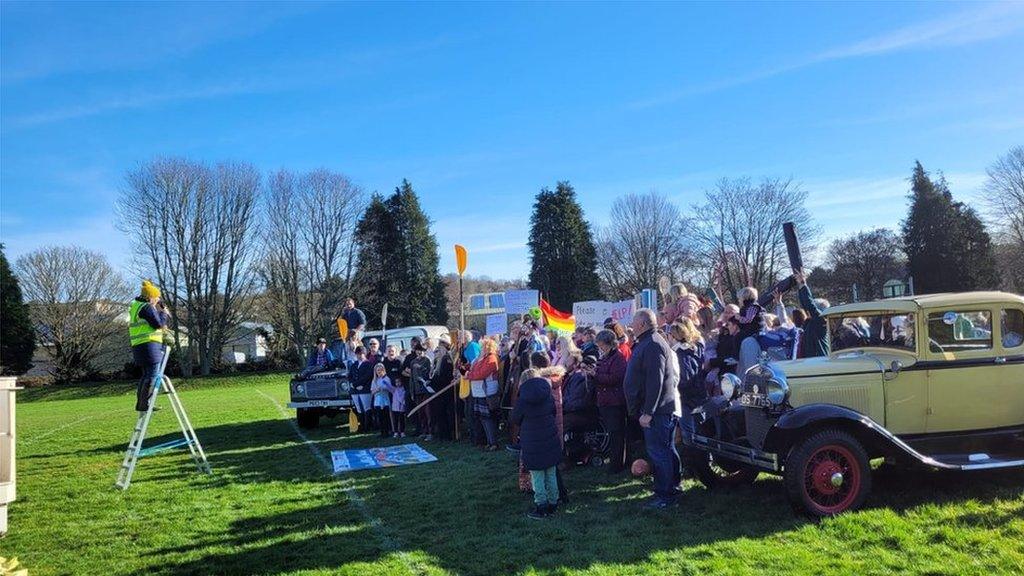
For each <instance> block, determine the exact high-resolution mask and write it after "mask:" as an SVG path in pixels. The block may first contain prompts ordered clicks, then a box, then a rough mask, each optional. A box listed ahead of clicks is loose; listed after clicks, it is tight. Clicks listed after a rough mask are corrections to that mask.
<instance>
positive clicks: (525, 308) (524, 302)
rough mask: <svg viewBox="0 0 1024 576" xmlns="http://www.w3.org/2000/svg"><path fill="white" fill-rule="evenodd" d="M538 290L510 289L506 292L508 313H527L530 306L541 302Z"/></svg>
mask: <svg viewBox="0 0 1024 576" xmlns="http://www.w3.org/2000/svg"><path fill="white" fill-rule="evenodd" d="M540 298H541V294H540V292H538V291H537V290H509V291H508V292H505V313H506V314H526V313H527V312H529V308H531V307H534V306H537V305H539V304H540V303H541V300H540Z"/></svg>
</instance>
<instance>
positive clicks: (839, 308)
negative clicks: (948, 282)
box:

# # #

Action item: Omit the pictures, then copy out all the data exactly as it stands.

Solution to the exercise:
For each <instance> block, determine the exact high-resolution mask and write it after "mask:" as an SVG path in pixels. The block may first contain prompts ordered clicks, then a box, then a rough mask, each optional. A box listed ahead of clicks is loose; listed after clicks, it is tight. Clicks listed after a rough mask are corrections to that mask.
<instance>
positive clicks: (525, 308) (524, 302)
rough mask: <svg viewBox="0 0 1024 576" xmlns="http://www.w3.org/2000/svg"><path fill="white" fill-rule="evenodd" d="M538 290L510 289L506 292L508 313H527L530 306L541 302Z"/></svg>
mask: <svg viewBox="0 0 1024 576" xmlns="http://www.w3.org/2000/svg"><path fill="white" fill-rule="evenodd" d="M540 298H541V294H540V292H538V291H537V290H509V291H508V292H505V313H506V314H526V313H527V312H529V308H531V307H534V306H537V305H539V304H540V303H541V300H540Z"/></svg>
</instance>
<instance>
positive clicks: (839, 308)
negative clicks: (948, 282)
box:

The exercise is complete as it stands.